_Problem to solve_. Below are records. Find each line in them that holds the word "rock" and copy it.

_Records_.
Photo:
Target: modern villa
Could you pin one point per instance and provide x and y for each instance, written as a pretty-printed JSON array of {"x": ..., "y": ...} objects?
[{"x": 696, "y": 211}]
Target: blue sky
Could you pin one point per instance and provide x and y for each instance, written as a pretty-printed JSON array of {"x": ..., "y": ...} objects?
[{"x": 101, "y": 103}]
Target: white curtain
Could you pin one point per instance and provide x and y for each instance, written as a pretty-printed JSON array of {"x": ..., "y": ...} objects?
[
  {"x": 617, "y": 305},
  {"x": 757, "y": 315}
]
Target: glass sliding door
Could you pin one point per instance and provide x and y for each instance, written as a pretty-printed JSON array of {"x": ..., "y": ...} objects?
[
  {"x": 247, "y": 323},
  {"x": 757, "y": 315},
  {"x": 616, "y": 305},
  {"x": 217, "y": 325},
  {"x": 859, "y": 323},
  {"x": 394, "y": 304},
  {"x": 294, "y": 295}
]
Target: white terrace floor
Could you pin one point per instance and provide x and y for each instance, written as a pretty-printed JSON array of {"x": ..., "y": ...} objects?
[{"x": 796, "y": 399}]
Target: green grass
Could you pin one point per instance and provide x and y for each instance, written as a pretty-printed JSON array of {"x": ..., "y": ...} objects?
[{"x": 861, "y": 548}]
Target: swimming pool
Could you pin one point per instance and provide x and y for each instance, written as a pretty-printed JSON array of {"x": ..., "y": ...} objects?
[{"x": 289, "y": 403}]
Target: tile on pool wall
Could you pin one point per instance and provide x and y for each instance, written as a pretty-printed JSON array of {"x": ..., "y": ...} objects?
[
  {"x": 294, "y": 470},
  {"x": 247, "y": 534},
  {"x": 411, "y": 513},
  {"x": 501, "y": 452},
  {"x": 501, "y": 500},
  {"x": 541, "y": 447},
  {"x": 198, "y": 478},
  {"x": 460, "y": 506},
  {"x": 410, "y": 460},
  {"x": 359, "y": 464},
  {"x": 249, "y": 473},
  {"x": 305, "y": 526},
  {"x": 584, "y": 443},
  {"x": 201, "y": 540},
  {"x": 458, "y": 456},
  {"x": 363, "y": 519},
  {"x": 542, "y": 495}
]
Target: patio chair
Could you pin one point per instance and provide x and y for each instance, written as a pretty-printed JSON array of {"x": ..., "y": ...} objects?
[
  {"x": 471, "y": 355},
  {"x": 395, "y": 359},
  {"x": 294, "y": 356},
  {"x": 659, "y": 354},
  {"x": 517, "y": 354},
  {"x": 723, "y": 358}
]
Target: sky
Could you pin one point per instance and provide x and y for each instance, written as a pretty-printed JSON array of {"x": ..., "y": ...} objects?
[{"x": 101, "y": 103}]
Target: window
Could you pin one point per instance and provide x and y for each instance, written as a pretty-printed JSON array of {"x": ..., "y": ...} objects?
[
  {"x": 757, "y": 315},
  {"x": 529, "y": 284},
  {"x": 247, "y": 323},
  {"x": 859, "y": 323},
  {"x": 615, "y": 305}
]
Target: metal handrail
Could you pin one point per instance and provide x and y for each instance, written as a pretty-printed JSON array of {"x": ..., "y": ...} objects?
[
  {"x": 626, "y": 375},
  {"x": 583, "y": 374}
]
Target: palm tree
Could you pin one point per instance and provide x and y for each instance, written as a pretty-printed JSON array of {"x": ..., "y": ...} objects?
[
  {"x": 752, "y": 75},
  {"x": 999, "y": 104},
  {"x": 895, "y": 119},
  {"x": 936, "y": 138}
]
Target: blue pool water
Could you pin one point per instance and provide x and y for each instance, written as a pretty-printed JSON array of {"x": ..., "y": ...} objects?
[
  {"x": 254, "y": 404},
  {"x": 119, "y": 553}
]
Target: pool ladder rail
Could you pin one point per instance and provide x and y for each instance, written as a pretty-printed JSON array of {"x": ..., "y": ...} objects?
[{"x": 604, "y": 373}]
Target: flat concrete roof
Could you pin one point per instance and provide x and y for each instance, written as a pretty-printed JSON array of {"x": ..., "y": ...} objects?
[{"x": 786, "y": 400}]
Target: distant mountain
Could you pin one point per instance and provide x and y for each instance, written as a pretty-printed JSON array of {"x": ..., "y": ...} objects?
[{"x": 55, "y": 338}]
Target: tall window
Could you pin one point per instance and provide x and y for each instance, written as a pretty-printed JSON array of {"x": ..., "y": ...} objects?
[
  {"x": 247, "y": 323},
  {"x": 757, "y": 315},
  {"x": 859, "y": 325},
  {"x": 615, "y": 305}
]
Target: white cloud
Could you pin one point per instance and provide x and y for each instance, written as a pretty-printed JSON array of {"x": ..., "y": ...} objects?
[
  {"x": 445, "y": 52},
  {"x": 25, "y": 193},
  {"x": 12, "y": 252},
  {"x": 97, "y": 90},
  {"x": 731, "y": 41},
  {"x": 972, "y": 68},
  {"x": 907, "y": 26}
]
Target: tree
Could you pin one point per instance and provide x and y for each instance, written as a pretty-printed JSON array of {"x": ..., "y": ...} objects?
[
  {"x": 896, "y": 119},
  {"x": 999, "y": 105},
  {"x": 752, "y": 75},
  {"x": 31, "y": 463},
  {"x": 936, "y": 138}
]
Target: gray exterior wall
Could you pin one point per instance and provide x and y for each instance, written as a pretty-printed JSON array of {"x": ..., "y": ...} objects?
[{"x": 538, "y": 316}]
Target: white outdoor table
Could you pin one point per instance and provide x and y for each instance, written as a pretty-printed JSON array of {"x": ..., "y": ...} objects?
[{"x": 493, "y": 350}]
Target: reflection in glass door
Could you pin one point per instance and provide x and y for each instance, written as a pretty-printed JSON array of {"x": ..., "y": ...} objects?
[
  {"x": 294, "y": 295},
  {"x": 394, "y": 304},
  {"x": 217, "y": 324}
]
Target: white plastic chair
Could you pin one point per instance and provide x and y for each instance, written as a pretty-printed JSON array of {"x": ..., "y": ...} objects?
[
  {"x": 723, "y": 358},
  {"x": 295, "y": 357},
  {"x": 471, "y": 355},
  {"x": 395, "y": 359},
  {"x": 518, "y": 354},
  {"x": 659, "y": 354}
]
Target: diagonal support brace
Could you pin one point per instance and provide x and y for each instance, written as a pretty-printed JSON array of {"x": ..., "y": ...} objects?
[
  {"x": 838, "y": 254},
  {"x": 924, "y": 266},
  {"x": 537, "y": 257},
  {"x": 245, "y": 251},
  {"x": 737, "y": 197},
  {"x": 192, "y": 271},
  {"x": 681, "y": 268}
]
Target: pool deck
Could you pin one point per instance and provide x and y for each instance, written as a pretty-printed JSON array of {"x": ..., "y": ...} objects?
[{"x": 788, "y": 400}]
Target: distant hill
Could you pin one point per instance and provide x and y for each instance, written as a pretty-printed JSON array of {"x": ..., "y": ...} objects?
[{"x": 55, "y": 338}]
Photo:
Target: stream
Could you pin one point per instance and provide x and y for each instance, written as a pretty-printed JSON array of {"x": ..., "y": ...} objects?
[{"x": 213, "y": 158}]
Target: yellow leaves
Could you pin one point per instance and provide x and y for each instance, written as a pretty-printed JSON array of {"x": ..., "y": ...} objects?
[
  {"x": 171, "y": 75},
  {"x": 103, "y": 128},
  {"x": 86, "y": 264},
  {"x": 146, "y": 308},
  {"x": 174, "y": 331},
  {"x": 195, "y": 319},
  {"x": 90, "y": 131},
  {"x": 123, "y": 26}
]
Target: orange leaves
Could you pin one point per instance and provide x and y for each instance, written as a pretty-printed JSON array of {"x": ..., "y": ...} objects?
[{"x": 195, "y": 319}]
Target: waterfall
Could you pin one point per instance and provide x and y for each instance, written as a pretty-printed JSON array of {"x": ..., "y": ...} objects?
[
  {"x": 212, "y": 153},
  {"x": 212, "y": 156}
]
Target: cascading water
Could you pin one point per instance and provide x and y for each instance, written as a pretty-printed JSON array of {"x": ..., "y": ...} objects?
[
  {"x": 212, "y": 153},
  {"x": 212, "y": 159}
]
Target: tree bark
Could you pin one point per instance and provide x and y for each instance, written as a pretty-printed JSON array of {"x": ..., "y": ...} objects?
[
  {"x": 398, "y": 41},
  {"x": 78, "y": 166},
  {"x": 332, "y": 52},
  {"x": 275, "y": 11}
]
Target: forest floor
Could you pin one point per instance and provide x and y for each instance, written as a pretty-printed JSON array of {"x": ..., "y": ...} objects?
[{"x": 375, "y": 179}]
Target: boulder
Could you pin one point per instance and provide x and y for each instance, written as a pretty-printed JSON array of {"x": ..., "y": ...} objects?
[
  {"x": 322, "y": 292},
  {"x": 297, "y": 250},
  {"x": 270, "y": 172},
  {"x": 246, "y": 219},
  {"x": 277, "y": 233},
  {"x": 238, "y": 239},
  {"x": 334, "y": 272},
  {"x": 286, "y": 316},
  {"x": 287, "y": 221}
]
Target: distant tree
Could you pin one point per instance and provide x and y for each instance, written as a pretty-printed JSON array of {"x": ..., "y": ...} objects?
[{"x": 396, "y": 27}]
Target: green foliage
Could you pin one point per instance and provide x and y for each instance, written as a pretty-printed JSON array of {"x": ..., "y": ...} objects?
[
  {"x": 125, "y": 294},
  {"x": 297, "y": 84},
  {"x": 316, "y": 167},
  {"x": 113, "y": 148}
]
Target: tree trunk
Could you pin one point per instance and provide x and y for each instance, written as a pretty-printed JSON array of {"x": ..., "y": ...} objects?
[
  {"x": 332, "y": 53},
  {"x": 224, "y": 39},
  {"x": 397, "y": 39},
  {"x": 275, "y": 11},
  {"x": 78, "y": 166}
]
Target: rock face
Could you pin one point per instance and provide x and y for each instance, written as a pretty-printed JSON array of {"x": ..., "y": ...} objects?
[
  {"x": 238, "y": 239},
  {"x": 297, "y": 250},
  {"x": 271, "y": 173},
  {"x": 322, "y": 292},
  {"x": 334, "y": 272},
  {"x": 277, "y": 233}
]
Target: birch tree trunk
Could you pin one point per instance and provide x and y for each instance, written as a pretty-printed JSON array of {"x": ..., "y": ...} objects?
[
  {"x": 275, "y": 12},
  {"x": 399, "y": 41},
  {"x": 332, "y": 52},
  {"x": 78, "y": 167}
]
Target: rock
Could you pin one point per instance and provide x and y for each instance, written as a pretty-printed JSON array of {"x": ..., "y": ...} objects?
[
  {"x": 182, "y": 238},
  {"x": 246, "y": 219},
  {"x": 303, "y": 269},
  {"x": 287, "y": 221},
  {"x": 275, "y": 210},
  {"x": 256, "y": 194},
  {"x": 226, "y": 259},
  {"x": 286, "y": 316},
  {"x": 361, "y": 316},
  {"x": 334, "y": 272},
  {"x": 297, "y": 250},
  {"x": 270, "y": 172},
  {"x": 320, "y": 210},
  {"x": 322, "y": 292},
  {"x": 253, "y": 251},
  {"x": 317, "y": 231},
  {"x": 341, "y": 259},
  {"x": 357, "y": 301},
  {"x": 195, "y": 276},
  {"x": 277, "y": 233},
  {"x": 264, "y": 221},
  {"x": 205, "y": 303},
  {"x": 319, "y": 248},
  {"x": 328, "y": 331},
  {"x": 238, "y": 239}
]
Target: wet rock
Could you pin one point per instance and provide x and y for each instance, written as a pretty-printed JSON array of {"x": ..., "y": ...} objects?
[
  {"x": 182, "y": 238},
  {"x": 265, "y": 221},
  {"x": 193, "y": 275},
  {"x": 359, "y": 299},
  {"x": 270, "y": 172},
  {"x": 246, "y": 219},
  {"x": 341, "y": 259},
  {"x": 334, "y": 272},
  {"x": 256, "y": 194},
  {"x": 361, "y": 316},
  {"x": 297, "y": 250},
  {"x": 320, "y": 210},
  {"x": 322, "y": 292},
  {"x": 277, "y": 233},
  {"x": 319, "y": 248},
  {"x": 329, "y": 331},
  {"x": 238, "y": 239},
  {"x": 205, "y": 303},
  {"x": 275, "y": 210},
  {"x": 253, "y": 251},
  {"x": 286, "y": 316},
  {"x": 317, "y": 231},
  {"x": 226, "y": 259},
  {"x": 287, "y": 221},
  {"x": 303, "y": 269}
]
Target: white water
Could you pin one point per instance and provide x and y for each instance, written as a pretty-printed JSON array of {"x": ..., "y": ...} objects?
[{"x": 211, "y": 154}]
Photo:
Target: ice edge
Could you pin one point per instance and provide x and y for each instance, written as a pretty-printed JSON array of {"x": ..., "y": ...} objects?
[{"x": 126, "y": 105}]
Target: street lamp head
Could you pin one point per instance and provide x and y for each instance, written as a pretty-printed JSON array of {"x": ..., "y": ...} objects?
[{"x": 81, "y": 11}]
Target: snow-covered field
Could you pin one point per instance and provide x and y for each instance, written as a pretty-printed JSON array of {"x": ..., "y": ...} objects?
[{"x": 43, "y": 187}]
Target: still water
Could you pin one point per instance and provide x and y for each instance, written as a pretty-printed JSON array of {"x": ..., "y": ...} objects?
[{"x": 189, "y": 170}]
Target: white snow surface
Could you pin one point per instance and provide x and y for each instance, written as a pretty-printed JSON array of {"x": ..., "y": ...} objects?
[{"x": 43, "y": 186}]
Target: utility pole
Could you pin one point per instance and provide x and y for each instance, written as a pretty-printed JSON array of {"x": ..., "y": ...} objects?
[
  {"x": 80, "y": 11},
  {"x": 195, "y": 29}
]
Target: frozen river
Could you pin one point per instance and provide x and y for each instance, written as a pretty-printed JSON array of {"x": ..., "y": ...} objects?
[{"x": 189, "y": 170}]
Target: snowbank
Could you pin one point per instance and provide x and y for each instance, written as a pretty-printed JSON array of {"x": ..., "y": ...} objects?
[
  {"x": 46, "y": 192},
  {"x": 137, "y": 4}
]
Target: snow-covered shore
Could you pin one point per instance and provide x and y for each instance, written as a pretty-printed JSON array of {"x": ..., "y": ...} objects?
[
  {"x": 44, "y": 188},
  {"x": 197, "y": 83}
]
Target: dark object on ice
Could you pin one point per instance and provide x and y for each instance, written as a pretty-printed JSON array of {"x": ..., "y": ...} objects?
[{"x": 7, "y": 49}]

_Answer section_.
Target: rock face
Target: rock
Target: wet rock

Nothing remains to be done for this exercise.